EXERCISE:
A word-for-word printout of the whole listing is needed.

EXERCISE MATERIALS:
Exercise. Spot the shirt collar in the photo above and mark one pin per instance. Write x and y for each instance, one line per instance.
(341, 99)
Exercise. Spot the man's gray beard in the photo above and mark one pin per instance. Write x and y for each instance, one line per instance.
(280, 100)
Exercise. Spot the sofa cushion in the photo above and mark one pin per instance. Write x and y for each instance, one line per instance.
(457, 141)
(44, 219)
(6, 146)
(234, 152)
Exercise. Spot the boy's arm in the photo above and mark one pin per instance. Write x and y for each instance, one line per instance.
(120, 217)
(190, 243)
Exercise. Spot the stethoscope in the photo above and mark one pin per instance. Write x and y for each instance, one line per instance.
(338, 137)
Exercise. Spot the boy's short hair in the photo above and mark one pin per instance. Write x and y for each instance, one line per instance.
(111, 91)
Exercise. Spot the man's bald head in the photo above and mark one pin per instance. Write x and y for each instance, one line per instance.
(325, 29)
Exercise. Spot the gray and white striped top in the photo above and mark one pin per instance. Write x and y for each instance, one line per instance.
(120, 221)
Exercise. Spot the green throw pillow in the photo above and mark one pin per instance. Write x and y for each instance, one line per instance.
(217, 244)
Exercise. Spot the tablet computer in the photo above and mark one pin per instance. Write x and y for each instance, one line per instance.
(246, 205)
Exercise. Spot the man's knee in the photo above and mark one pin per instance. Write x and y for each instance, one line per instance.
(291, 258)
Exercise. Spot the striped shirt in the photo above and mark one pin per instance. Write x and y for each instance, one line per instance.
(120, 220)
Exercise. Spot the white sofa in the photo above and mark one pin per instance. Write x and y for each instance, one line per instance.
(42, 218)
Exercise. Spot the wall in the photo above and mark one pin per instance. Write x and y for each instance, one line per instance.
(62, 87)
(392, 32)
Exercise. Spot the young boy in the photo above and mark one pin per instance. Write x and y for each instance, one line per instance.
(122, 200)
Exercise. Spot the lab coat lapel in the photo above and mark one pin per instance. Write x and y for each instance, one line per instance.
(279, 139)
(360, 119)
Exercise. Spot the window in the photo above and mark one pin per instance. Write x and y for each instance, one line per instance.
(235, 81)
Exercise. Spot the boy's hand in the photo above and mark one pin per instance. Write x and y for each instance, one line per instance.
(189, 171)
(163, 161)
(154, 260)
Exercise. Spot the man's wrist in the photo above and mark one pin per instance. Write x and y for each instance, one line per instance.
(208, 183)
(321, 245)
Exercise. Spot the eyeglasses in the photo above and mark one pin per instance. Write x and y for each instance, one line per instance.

RESPONSE TO THE TASK:
Exercise. Spot the shirt collar in the photo above and mark one pin per instance. Write x and y for each instance, one line per instance.
(341, 99)
Exercise. Spot the man's gray beard in the photo above and mark one pin per instance. Write x and y for each instance, one line per instance.
(280, 100)
Exercise. Spot the sofa cushion in the photo above and mark one pin per instance. Write x and y for each instance, one line per instance.
(457, 141)
(44, 219)
(6, 146)
(234, 152)
Exercise. Spot the boy's arm in the photo above and mark one pin per instance. Write x and y for each instance, one line per instance.
(120, 217)
(190, 243)
Exercise. Spot the stethoscope in the photo above and mark one pin per instance. Write x and y for each instance, one line per instance.
(338, 137)
Exercise. Spot the boy's short hair in the photo above and mark one pin per instance. Write x and y for each instance, one line per instance.
(111, 91)
Exercise. Spot the man's bald head in the photo above and mark one pin per instance. Write x and y for each instance, one line per instance.
(325, 29)
Exercise. Spot the gray and white striped top in the photo above and mark one pin per instance. Write x and y for each instance, one line per instance.
(120, 221)
Exercise. Spot the green throw pillow in the photo above and mark one pin per instance. Write x and y for each instance, one line per instance.
(217, 244)
Exercise. Spot the tablet computer in the photo above and mark one pin per instance. Write x and y for each instance, one line per instance.
(246, 205)
Exercise. Spot the man's knee in the photo above and mark one pin per instance. Write x and y for each instance, one line per instance.
(291, 258)
Exercise. Spot the striped shirt in the photo above and mark one pin per instance. Write x and y for each instance, one line per instance.
(120, 220)
Exercise. Spot the white sofa in the photo above and mark one pin per instance. Write x and y for each instance, one line per instance.
(42, 218)
Exercise. Spot the wall in the photo above and mark one pin per instance. Write x and y for each instance, one line per instance.
(62, 87)
(392, 32)
Exercise. Spot the young boy in the photo above and mark one pin per instance. Write x and y for each instance, one line per instance.
(122, 200)
Exercise. Spot the lab coat lapel in the photo above and mark one pin per instance. Write x and y for each instance, one line per instance.
(279, 139)
(360, 119)
Exercise. Spot the window in the photo above and mark one pin per instance. Write x and y for each instance, one line per instance.
(235, 81)
Exercise. Spot the boy's hand in the photo above and mark one pin per instance. Write x and y for each instance, one line per instance.
(189, 171)
(163, 161)
(154, 260)
Exercise. Spot the man's wrist in the photo above and mark one pin per instance. Write x and y for each instance, one line per instance.
(208, 183)
(321, 245)
Exercise. Spot the eyeglasses in the photo above and mark one pin per instance. Write x and y for each instance, one line per instance.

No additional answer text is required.